▶ [EXERCISE DIRECTIONS]
When you transcribe the entries below, begin at their first line and stop after the line containing "the green tree"; pictures stay out.

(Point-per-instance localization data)
######
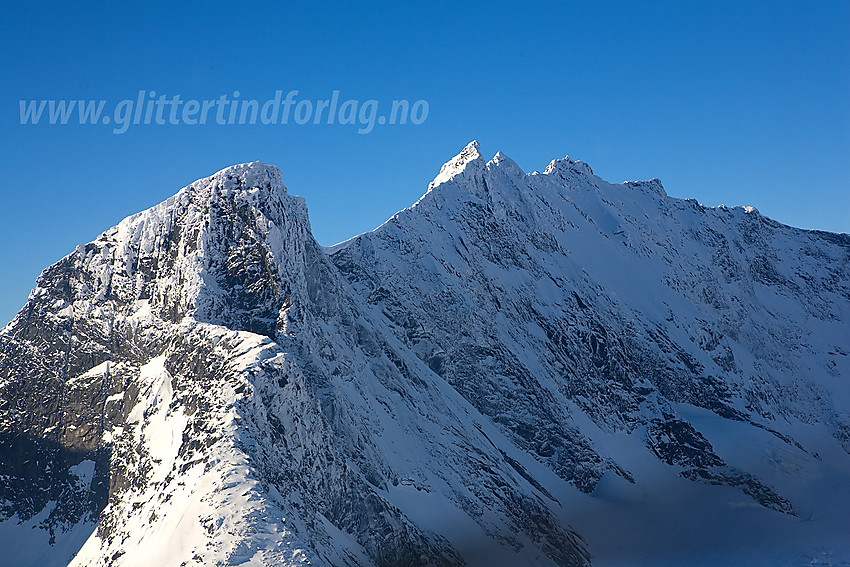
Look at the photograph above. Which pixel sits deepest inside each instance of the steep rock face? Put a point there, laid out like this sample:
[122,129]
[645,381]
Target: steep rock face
[512,356]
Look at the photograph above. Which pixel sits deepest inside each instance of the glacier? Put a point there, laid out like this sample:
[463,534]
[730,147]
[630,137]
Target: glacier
[519,369]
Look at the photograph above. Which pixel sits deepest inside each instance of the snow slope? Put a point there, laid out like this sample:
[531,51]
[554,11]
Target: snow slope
[536,369]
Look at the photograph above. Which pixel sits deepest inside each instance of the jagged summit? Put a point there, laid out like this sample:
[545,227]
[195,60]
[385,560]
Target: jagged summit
[522,369]
[468,158]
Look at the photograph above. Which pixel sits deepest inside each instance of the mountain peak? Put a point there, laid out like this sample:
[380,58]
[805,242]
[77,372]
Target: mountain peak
[566,163]
[241,177]
[470,156]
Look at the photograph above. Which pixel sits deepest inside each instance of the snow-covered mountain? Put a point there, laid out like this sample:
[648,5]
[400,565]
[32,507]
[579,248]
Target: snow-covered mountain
[519,369]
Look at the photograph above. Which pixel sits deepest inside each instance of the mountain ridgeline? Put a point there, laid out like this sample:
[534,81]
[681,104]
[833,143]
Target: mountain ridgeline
[538,369]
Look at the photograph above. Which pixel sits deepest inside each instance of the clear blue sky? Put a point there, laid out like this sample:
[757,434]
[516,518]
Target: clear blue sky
[726,102]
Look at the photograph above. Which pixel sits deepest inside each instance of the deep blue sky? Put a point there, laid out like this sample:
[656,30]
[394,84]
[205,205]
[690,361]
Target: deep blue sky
[727,102]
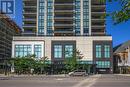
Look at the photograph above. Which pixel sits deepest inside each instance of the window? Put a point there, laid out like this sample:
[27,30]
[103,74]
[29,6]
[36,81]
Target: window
[68,51]
[103,64]
[107,51]
[38,51]
[22,50]
[98,51]
[57,51]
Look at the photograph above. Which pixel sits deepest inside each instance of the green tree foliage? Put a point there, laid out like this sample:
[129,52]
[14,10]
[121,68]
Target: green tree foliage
[123,14]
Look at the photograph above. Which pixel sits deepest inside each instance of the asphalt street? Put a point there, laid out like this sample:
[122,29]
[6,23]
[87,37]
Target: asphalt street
[58,81]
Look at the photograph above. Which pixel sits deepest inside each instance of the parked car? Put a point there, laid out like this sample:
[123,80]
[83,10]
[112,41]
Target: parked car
[78,73]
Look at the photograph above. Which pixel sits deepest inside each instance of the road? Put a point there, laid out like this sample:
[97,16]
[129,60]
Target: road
[49,81]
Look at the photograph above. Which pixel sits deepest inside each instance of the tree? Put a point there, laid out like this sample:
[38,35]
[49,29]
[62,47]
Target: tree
[121,15]
[72,62]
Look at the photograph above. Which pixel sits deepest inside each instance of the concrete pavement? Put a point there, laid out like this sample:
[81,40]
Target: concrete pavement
[106,80]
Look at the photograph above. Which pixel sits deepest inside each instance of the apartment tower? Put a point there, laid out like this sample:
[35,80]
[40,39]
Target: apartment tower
[52,27]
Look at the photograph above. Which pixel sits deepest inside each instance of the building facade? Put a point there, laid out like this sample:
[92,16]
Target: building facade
[122,58]
[54,27]
[8,29]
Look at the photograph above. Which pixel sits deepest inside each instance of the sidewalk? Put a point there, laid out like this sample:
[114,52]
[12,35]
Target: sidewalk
[123,74]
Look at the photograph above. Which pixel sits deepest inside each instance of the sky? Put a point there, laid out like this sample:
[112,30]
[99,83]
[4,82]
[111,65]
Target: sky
[120,32]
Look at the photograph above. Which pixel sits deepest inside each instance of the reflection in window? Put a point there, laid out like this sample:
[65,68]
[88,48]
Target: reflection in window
[57,51]
[22,50]
[103,64]
[38,51]
[107,51]
[68,51]
[98,51]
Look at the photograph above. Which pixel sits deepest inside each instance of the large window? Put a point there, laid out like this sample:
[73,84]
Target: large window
[38,51]
[57,51]
[22,50]
[68,51]
[107,51]
[41,17]
[98,51]
[103,64]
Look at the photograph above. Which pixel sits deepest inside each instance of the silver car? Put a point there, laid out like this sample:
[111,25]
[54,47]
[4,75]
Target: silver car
[78,73]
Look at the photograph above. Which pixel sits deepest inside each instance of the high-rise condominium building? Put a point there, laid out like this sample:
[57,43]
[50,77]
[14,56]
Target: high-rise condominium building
[53,27]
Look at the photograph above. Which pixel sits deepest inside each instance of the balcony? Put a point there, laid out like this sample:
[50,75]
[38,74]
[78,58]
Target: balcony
[63,25]
[64,18]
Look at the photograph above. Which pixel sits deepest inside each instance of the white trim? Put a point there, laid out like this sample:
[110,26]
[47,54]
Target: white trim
[90,33]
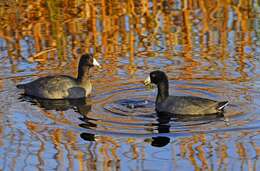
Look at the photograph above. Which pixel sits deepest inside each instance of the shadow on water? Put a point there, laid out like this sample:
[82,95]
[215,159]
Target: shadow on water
[162,126]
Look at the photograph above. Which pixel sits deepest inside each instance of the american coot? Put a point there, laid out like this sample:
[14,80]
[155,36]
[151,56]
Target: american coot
[63,86]
[181,105]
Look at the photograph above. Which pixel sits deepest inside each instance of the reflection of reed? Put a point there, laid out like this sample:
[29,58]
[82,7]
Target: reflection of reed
[54,31]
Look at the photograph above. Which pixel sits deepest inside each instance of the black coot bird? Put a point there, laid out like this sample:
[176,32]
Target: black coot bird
[63,86]
[181,105]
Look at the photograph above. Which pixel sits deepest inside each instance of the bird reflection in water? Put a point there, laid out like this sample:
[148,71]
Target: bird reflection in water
[81,106]
[163,124]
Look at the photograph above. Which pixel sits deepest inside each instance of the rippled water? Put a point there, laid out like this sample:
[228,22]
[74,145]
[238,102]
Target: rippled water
[208,48]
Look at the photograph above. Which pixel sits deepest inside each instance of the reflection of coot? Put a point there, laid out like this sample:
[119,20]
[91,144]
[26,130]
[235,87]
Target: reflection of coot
[87,136]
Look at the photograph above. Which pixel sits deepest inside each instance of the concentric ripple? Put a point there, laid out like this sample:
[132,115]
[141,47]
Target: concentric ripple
[129,110]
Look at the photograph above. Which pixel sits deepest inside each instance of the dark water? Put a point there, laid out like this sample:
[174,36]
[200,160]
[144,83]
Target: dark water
[208,48]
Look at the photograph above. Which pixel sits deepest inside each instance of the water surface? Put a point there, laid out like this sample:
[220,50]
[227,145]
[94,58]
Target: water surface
[208,48]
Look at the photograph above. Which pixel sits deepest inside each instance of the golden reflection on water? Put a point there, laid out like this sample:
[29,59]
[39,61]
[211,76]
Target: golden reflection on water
[209,36]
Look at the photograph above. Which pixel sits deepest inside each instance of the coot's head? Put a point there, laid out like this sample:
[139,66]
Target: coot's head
[156,77]
[89,61]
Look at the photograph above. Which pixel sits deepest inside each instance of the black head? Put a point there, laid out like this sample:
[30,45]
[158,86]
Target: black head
[158,76]
[88,60]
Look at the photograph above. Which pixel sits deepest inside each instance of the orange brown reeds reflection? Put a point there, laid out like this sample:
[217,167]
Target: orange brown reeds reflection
[211,41]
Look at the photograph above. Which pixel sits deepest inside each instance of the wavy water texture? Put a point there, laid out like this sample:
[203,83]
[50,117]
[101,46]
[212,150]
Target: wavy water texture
[209,48]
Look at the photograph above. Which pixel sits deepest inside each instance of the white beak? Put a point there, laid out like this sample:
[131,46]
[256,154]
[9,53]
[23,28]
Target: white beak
[95,63]
[147,81]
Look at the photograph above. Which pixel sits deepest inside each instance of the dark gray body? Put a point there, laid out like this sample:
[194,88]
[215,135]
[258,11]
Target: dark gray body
[181,105]
[190,105]
[57,87]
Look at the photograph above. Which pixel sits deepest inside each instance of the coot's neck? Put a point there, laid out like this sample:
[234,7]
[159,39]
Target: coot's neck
[163,91]
[83,74]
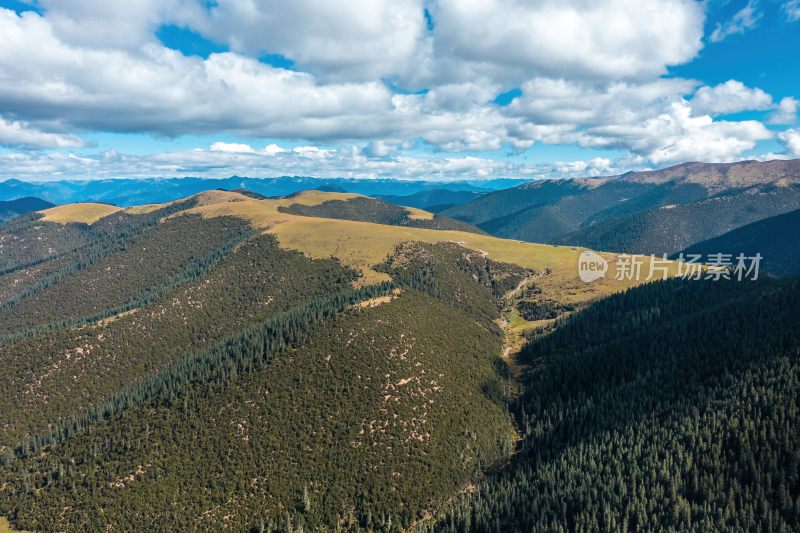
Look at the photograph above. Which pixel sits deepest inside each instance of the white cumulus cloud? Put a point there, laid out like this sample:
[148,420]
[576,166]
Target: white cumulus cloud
[744,20]
[730,97]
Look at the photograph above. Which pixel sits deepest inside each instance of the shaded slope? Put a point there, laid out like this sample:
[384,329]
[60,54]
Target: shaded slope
[412,421]
[777,239]
[670,229]
[678,412]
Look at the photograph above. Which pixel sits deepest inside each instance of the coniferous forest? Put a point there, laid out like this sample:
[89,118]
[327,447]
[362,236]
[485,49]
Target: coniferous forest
[169,371]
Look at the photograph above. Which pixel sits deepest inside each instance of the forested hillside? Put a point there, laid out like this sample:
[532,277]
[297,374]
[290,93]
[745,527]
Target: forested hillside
[670,229]
[236,362]
[186,372]
[775,238]
[673,406]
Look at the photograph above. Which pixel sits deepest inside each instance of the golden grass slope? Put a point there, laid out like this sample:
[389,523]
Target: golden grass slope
[362,245]
[87,213]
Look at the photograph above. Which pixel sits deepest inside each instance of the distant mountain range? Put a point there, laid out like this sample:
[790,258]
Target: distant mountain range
[434,200]
[13,208]
[127,192]
[660,211]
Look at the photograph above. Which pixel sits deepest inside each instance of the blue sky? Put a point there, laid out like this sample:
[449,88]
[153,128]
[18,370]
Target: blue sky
[409,89]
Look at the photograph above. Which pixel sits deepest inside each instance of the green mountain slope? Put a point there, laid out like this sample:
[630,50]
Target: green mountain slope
[670,407]
[251,388]
[775,238]
[670,229]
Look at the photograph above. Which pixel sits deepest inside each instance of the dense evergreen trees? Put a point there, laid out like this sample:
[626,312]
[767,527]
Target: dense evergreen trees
[671,407]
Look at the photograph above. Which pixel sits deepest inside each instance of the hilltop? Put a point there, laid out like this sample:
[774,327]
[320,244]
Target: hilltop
[228,360]
[20,206]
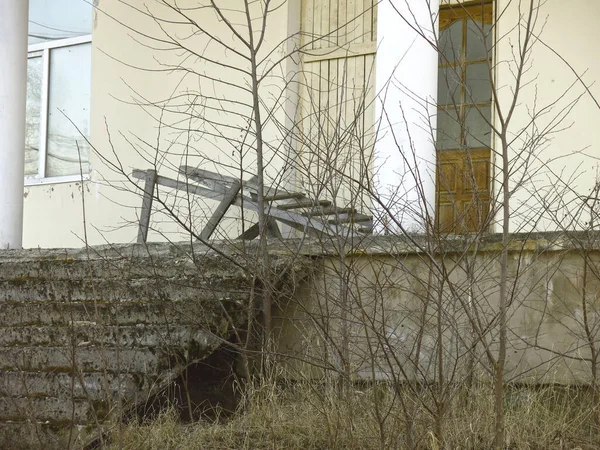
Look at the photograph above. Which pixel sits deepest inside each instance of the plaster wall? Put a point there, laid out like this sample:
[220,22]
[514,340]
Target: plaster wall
[139,120]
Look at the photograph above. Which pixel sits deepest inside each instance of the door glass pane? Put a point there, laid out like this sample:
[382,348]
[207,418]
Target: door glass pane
[450,42]
[479,87]
[69,101]
[59,19]
[33,116]
[449,86]
[477,129]
[448,129]
[479,36]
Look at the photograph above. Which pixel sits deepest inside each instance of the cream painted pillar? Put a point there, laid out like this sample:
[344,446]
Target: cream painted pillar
[13,85]
[406,80]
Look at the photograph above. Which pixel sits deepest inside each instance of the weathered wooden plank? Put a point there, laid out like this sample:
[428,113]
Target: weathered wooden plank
[307,203]
[149,184]
[220,210]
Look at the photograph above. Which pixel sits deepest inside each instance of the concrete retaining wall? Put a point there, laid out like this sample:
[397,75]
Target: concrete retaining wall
[85,335]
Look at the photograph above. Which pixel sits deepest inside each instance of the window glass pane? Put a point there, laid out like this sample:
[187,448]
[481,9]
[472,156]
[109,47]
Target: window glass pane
[69,95]
[449,86]
[32,118]
[448,129]
[450,42]
[477,129]
[58,19]
[479,87]
[478,39]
######
▶ [REPLY]
Look at the photograph above. Which pixel sits deepest inside each instance of the steep rock face? Put a point there, laid out like this sample:
[122,129]
[645,381]
Target: steep rock face
[512,356]
Look at the photograph above. Which pixel sits deepest inside each instance of the glacier? Put a point there, laid out like this sample:
[463,534]
[730,147]
[630,137]
Target: glacier
[519,369]
Look at the photograph above. Which pixel sits deepest inside each instance of the snow slope? Put a point there, laid out like this sample:
[531,51]
[554,11]
Target: snow slope
[536,369]
Look at the photograph above. Which pixel sits deepest inside each instance of the jagged summit? Put a point there, laid out like this sample:
[545,227]
[195,60]
[385,560]
Target: jagged summit
[522,369]
[468,158]
Look at the photograph above. Which pixel sits deepest inside each instance of the mountain peak? Put a point there, laid out like this sample:
[380,58]
[805,242]
[77,372]
Target: mountain peak
[566,163]
[241,177]
[470,156]
Look at the photograph above. Which pixel sits deepest inside each instance of the snow-covered mountain? Put a point there, laid out like this sample:
[648,5]
[400,565]
[32,507]
[579,248]
Target: snow-covered mountain
[519,369]
Look at the photograph above. Which pixel sits deepest inside each instance of the mountain ridgeline? Put a point there, laid out like this sample:
[534,81]
[681,104]
[833,143]
Target: mountain ridgeline
[538,369]
Look at the photograph above. Which pixel sits deepest inside each instance of the clear blue sky? Put a point there, laid out like this sample:
[757,434]
[516,518]
Target: clear blue sky
[726,102]
Look at the photograph above. Which pixel sits deepest inside each instance of the deep blue sky? Put a point there, laid out like this sample:
[656,30]
[394,84]
[205,205]
[690,361]
Target: deep blue sky
[727,102]
Look at the photograph above. Which pixel sits deepest inside each instance of the window? Put a point there, laid out like this sample:
[27,30]
[103,74]
[29,6]
[36,81]
Target: window
[68,51]
[103,64]
[107,51]
[38,51]
[22,50]
[98,51]
[57,51]
Look at the photograph above. Which pixel sits deepest inside each instance of the green tree foliage? Put a point there, laid out like this sample:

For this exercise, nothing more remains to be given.